#### QUÉ HACER
Escribe cómo sigue el fragmento sobre Carolina, empezando después de su última oración.

#### FRAGMENTO
Carolina vive en Villa Independencia, a 20 minutos del centro de Lomas de Zamora. A los 16 años le descubrieron un tumor maligno en el fémur y después de varias sesiones de quimioterapia y una operación en la que le pusieron una prótesis en la rodilla, se recuperó. Durante el tratamiento bajó diez kilos y perdió todo el pelo. Pero acentuó un carácter con el que se enfrenta a lo que le pongan delante. “Mi única meta después de operada fue poder andar en bicicleta otra vez –dice–, y es como que toda mi rehabilitación la hice pensando en eso. Lo tomé así: había que curarse de algo y listo. Por ahí otras personas hubieran dicho ‘no hago nada porque en dos o tres meses me muero’, pero yo no pensé en eso y salió todo bien.”
Para Carolina, que todo lo organiza según objetivos a cumplir y obstáculos a superar, en este momento su única meta es recibirse de médica. En un punto, su historia es típica: “siempre me gustó la medicina pero lo que me pasó fue la gota que rebalsó el vaso para decidirme a estudiar”, dice. Para eso tuvo que volver a entrar a la Casa Cuna, donde se había tratado durante 7 meses. “En primer año cursé una materia ahí y cuando entraba sentía ese olor del ascensor, que lo tengo impregnado, y me quería ir porque cuando estaba en tratamiento lo sentía y automáticamente empezaba a vomitar, antes de recibir ninguna droga”, dice. Pero eso pasó, como todo.

#### DATOS PARA EXAMINAR
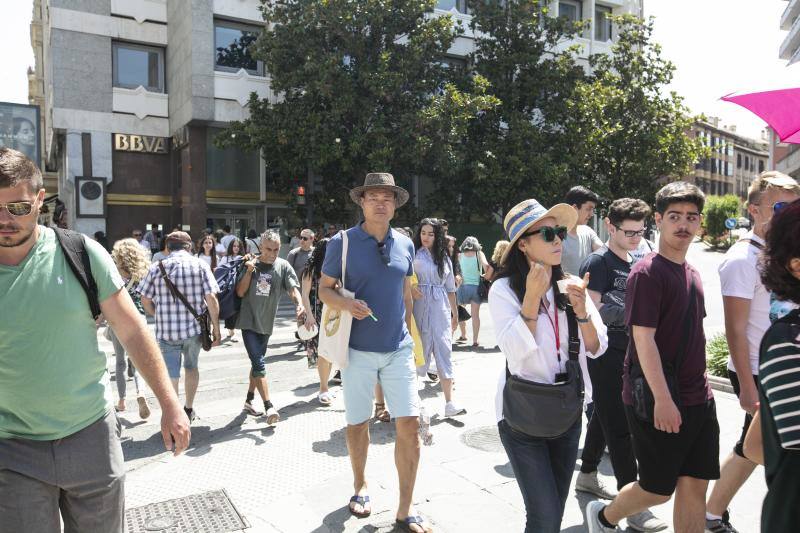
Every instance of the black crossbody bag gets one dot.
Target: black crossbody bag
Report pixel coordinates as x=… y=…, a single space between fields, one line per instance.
x=644 y=402
x=542 y=410
x=203 y=320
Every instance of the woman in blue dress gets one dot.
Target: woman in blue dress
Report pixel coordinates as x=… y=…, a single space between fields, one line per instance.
x=434 y=309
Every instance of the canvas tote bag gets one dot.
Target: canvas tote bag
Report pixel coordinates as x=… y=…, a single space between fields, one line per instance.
x=334 y=331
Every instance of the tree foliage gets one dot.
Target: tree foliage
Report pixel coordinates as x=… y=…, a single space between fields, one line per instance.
x=359 y=87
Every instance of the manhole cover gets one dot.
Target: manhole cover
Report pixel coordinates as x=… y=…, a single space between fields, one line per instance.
x=485 y=438
x=207 y=512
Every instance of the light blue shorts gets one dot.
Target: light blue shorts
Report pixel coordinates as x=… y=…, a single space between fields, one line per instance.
x=172 y=351
x=395 y=372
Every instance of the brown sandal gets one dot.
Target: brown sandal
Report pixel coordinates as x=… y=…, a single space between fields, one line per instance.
x=381 y=413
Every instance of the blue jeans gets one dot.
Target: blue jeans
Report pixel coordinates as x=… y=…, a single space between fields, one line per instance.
x=256 y=345
x=543 y=468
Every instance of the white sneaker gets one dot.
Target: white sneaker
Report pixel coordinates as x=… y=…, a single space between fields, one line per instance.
x=646 y=521
x=451 y=409
x=593 y=484
x=272 y=416
x=593 y=518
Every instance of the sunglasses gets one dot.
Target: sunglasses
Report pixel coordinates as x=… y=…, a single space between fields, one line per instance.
x=631 y=233
x=384 y=251
x=18 y=209
x=549 y=233
x=777 y=206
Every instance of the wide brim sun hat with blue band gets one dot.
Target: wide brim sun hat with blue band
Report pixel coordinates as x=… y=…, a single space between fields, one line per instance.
x=525 y=214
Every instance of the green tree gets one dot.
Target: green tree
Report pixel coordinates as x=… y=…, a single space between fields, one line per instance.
x=630 y=133
x=359 y=87
x=517 y=149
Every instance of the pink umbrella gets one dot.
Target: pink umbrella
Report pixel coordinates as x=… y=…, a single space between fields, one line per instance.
x=780 y=109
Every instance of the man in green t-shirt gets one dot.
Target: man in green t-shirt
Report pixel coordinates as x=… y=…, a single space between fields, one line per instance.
x=260 y=286
x=60 y=456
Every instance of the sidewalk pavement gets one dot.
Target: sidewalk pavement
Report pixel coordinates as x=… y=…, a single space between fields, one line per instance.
x=296 y=476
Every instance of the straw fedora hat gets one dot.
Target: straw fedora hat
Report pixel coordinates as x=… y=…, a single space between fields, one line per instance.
x=379 y=180
x=525 y=214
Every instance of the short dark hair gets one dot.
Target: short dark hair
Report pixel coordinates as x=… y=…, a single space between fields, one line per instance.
x=579 y=195
x=779 y=251
x=679 y=192
x=628 y=209
x=15 y=168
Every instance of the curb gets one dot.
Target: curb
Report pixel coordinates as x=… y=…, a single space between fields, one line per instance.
x=720 y=384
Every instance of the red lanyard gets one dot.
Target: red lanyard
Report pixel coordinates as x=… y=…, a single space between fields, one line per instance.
x=555 y=328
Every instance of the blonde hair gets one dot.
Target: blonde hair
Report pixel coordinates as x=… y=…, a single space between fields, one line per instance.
x=499 y=248
x=132 y=258
x=769 y=180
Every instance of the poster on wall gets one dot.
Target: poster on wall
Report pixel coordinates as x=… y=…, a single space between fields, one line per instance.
x=19 y=129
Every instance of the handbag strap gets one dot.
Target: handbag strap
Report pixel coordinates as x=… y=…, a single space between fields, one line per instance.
x=175 y=292
x=689 y=324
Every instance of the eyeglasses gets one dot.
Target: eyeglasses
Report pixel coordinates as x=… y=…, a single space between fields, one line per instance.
x=777 y=206
x=549 y=233
x=18 y=209
x=384 y=251
x=630 y=232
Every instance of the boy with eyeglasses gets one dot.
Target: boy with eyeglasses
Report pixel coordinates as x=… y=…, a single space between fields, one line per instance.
x=608 y=269
x=746 y=304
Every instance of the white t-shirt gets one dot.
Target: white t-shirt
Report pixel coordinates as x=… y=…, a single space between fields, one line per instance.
x=533 y=357
x=575 y=249
x=738 y=275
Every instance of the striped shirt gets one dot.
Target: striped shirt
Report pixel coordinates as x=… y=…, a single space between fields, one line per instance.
x=193 y=278
x=779 y=376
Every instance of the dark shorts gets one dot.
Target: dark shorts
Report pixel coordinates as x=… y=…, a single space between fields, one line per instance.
x=664 y=457
x=738 y=448
x=256 y=345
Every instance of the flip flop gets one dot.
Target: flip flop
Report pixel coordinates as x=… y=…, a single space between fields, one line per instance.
x=405 y=524
x=362 y=501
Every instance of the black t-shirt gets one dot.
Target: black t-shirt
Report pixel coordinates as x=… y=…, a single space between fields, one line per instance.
x=608 y=275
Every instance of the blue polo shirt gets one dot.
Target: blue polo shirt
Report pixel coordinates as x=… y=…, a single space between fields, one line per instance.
x=376 y=283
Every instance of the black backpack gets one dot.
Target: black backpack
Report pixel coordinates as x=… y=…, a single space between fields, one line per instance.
x=74 y=248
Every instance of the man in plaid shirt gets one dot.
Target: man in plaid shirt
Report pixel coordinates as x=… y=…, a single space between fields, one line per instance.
x=177 y=331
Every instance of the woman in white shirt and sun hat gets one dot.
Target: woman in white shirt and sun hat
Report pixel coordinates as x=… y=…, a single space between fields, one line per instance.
x=532 y=331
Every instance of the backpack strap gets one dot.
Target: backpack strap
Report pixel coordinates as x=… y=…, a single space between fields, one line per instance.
x=74 y=247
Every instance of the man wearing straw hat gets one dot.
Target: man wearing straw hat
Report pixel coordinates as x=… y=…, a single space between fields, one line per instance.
x=379 y=261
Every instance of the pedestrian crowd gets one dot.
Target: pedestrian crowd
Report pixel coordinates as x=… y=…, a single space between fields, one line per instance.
x=612 y=331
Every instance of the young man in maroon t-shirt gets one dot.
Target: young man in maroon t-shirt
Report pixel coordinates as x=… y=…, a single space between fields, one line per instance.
x=678 y=449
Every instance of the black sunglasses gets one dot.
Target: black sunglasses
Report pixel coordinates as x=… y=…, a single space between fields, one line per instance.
x=549 y=233
x=631 y=233
x=384 y=251
x=18 y=209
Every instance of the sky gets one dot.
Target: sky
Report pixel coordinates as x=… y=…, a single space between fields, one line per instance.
x=717 y=46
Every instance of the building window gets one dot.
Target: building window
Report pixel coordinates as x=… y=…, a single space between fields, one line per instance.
x=447 y=5
x=135 y=65
x=602 y=24
x=571 y=10
x=232 y=43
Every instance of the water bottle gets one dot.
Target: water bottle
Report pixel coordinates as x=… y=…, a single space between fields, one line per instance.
x=425 y=434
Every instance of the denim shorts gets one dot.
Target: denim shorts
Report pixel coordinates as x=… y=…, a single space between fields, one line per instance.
x=172 y=351
x=468 y=294
x=256 y=345
x=395 y=372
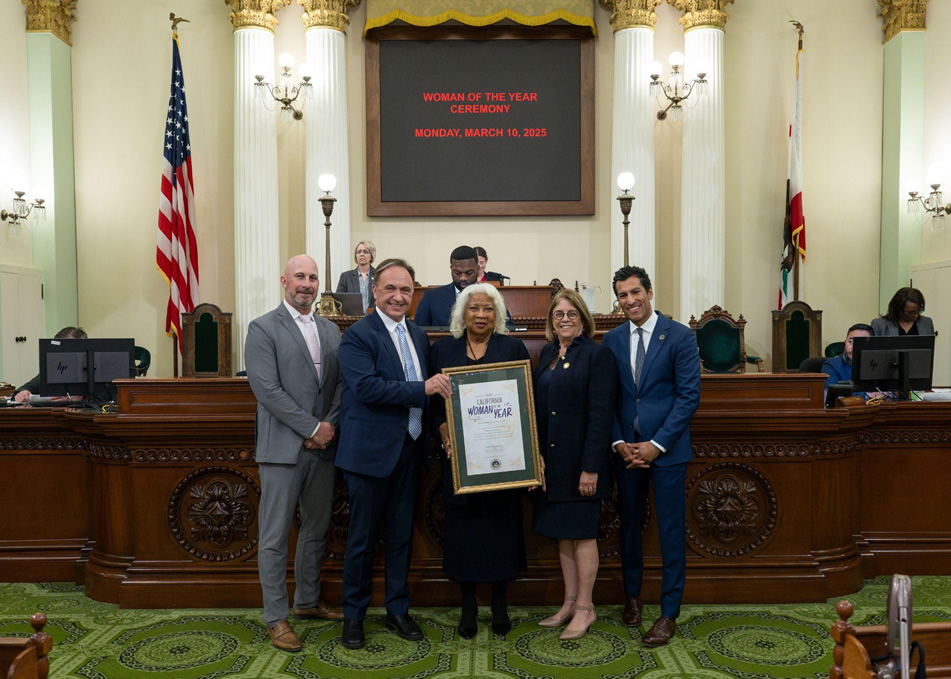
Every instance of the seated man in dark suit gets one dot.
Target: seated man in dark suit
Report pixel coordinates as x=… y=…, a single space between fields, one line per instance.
x=436 y=304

#### RESPUESTA ESCRITA
A Marcos la enfermedad lo inclinó para otro lado. Como antes, vive con su familia en San Isidro. Pero ya no es más aquel chico serio. Escucha reggae y anda “en busca del viento” para poder lanzarse al agua en su tabla de windsurf. Ahora se toma las cosas de otra manera, dice. Lo que suele aparecer como un lugar común se desvanece al escucharlo. “Antes cualquier cosa me preocupaba. Me volvía loco si tenía una prueba y no había estudiado. Ahora la verdad es que no me importa si me va mal o no, trato de estudiar pero no me voy a poner mal por eso. Ahora soy el vago,pero feliz. Eso es lo que importa. Si vivís amargado no vivís, no es lo mismo”, dice. Eso, confiesa, le trae algunos problemas con las madres de sus amigos, que le recriminan que es el ejemplo “no indicado” para sus hijos.
Marcos se enteró de que tenía un tumor maligno en la cadera a los 17 años. Después de un año de tratamiento con quimioterapia y rayos, se recuperó. Desde entonces se controla cada seis meses. Y en marzo le dan el alta definitiva, igual que a Carolina.
Como si la enfermedad hubiera acentuado su capacidad para hacer sólo lo que tiene ganas, una vez recuperado descubrió el windsurf (“lo que más me gusta de todo”). Hoy divide sus días entre la facultad (estudia administración de empresas) y el agua. “Le dedico 4 o 5 horas por día. Apenas salgo de la facu me voy para Perú Beach, en Acassuso y el río. Y los sábados y domingos doy clases”, cuenta. Aunque si hay viento, las clases se suspenden. Carga su tabla y se va a Quilmes; ahí con viento del sudeste hay olas casi tan grandes como en el mar. La búsqueda del viento lo lleva habitualmente a Mar del Plata o a Pinamar, donde también da clases durante el verano. Como todo windsurfista, su sueño del pibe es poder viajar a Hawai.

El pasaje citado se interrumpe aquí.